In the Green Party’s view giving the GCSB a legislative existence is not a step forward because the passing of this bill simply legitimates activities which we believe should cease.
The Bill and its accompanying glossy publication “Securing our Nations Safety” perpetuates a series of fictions. The glossy says the GCSB is a civilian organisation. It may be but many of its long serving staff are ex military. It says the current director is a professional engineer omitting that he held the rank of major when he retired after four years in the army.
The bill dismisses legitimate concerns of organisations like the Greens that the Bureau’s operations are beyond the scope of parliamentary scrutiny yet it fails to admit that Parliament is deliberately barred from scrutinising the GCSB because of the Intelligence and Security Act and the sessional order passed at the commencement of this parliament.
That sessional order blocks parliament from examining anything to do with the policy, administration and expenditure of any intelligence and security agency. It bars the clerk from a number of functions and powers that rightly belong to the clerk.
And it puts the Prime Minister, as Minister in charge of the Government Communications Security Bureau, in the role of chairperson of the statutory Intelligence and Security Committee. We would not allow the Minister of Finance to also chair the Finance and Expenditure Committee and I do not see why we should let this happen with intelligence agencies. It is highly inappropriate in a democracy and a practice we strenuously oppose.
If this Bill is an attempt to bring the spooks out of the shadows then at the very least it should go to a proper parliamentary select committee for public hearings, not the statutory committee which was set up to keep intelligence activities out of the spotlight.
The Bill claims to establish the GCSB beyond doubt as a legitimate agent of government yet there is no reference in the Bill or the glossy publication to the very agreement which led to the GCSB’s establishment - the UK USA agreement - a highly secret document which leaves many New Zealanders suspicious that the GCSB is actually an outpost for American signals intelligence rather than the claimed independent source of information.
Our concerns about the extent of American control were backed up when we were briefed by the Bureau’s director Warren Tucker. He admitted that the GCSB had not paid for the research and development of its recently installed voice interception system and that the GCSB has staff stationed in Britain, the USA, Canada and Australia, as part of the UK USA alliance.
The Bill’s definition and objectives are interesting. “Foreign organisation” includes any overseas company or subsidiary of an overseas company. This includes companies operating in New Zealand. Foreign person means any individual who is neither a New Zealand citizen nor a permanent resident - which includes over 50,000 Aussies and over 60,000 overseas visitors at any time. “Foreign intelligence” means information about the capabilities, intentions or activities of a foreign organisation or a foreign person.
One objective of the GCSB is to contribute to national security by providing foreign intelligence that the Government requires to protect and advance New Zealand’s economic well being to the extent that it is affected by the actions or intentions of foreign organisations or persons.
- Does this mean that the GCSB has been or should be gathering information on the Singapore owned Dominion Breweries intentions for the Monteiths brewery on the West Coast?

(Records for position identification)
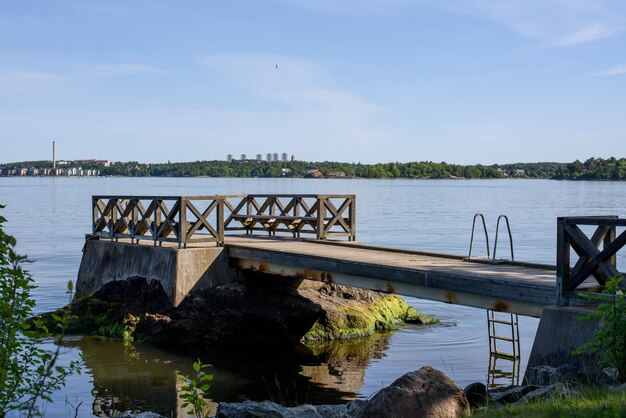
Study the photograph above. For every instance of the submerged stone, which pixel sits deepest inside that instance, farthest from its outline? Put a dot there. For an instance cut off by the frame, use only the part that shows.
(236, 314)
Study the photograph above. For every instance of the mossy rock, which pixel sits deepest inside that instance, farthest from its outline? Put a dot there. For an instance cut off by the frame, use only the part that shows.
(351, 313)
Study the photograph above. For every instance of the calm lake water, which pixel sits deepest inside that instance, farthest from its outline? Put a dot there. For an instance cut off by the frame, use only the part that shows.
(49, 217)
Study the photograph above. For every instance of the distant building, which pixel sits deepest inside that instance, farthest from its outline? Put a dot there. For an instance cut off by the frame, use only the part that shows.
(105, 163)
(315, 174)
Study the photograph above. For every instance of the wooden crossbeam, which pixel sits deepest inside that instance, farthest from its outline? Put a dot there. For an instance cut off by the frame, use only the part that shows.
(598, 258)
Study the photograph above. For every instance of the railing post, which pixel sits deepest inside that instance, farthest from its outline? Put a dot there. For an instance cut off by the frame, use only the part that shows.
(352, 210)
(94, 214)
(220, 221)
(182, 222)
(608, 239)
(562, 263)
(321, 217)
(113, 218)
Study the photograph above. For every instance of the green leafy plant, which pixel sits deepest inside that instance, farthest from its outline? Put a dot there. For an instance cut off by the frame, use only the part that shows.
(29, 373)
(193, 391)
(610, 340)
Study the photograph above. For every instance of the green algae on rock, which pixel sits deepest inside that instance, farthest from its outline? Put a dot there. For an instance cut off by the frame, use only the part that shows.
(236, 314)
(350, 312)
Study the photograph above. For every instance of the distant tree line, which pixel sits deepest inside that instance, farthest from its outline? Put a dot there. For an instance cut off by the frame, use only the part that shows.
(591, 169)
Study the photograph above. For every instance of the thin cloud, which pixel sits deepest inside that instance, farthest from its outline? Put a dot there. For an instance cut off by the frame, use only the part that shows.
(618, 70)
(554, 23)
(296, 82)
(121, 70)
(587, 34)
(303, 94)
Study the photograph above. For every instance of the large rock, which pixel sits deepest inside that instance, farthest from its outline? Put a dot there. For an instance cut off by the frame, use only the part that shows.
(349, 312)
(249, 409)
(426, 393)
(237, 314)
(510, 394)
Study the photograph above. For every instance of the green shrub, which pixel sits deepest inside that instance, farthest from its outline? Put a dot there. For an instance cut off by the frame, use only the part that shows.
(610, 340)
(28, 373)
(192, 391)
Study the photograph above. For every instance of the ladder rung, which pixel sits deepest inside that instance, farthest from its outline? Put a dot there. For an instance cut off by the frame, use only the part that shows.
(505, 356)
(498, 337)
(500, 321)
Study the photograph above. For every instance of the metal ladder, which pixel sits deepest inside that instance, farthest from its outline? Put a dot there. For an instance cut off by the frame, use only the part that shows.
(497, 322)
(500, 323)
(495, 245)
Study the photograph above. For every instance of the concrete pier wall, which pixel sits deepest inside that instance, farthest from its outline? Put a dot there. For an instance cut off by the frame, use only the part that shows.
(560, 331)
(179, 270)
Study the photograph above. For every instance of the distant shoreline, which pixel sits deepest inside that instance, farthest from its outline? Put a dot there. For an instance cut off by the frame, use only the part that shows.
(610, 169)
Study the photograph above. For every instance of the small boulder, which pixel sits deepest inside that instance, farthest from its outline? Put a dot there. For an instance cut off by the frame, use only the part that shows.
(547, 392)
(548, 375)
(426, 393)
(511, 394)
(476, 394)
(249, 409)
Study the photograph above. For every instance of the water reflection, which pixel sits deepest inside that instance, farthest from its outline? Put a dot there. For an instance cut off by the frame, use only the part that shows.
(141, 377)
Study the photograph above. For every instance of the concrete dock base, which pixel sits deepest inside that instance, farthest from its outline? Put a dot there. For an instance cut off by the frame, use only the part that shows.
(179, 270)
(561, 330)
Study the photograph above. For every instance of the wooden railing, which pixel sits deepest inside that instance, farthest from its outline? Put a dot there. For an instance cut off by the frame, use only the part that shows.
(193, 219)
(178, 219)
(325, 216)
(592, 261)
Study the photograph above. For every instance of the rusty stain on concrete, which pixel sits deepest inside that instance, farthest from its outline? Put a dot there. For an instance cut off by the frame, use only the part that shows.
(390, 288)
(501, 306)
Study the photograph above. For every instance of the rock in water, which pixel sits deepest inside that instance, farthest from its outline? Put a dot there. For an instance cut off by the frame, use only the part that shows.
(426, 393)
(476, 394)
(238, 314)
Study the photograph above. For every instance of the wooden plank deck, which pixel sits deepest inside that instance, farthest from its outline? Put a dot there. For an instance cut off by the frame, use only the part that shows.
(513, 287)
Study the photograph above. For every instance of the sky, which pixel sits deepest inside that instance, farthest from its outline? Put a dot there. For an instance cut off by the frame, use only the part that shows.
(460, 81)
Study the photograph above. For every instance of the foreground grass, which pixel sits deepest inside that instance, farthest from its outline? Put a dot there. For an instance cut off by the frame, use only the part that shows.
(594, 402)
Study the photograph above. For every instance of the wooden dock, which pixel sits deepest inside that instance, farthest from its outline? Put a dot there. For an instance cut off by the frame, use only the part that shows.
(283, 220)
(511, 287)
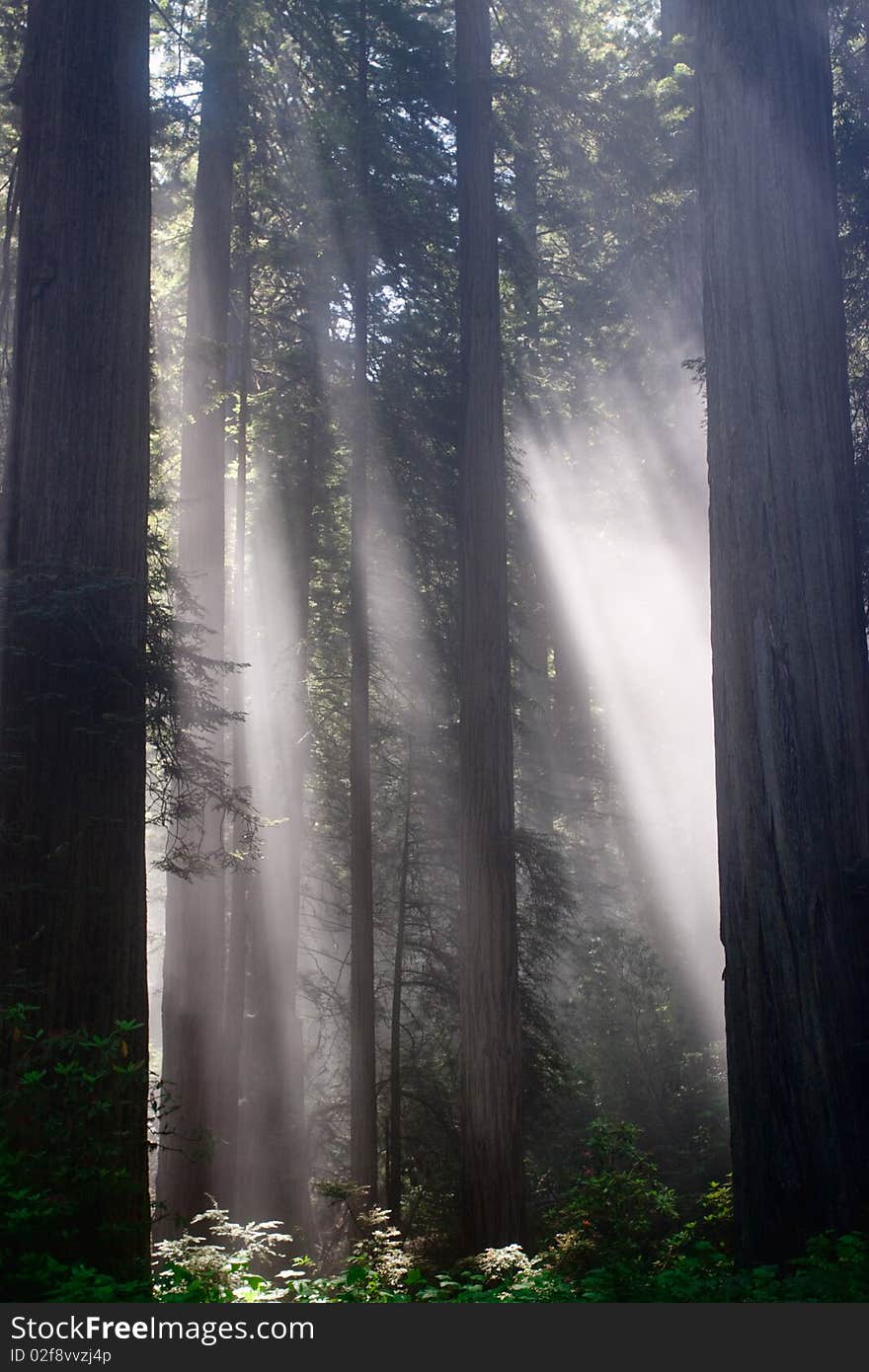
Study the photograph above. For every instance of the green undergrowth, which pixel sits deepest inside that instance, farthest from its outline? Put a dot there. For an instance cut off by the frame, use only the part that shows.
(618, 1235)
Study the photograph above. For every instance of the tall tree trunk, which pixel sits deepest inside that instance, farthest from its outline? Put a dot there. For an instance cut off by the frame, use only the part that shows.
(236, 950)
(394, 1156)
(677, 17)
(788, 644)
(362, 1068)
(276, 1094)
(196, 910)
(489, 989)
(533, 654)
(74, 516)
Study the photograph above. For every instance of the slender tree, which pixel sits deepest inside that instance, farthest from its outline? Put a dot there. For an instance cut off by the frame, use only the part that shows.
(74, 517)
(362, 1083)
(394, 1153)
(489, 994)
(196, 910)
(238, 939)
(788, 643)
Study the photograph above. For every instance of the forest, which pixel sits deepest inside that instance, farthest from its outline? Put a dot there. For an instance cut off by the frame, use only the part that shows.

WHAT YOU NEED TO DO:
**1)** Answer these questions using the text on the GCSB bill:
(a) What army rank did the current director hold when he retired?
(b) What role does the sessional order give the Prime Minister?
(c) Which agreement led to the establishment of the GCSB?
**2)** Rewrite the paragraph of the text on the GCSB bill that begins "The Bill’s definition and objectives are interesting" as a bulleted list of the terms it defines.
**3)** List every country where, according to the text on the GCSB bill, the GCSB has staff stationed.

FULL SOLUTIONS:
**1)**
(a) Major.
(b) Chairperson of the statutory Intelligence and Security Committee.
(c) The UK USA agreement.

**2)**
- "Foreign organisation": any overseas company or subsidiary of an overseas company, including companies operating in New Zealand.
- "Foreign person": any individual who is neither a New Zealand citizen nor a permanent resident, which includes over 50,000 Australians and over 60,000 overseas visitors at any time.
- "Foreign intelligence": information about the capabilities, intentions or activities of a foreign organisation or a foreign person.

**3)**
- Britain
- The USA
- Canada
- Australia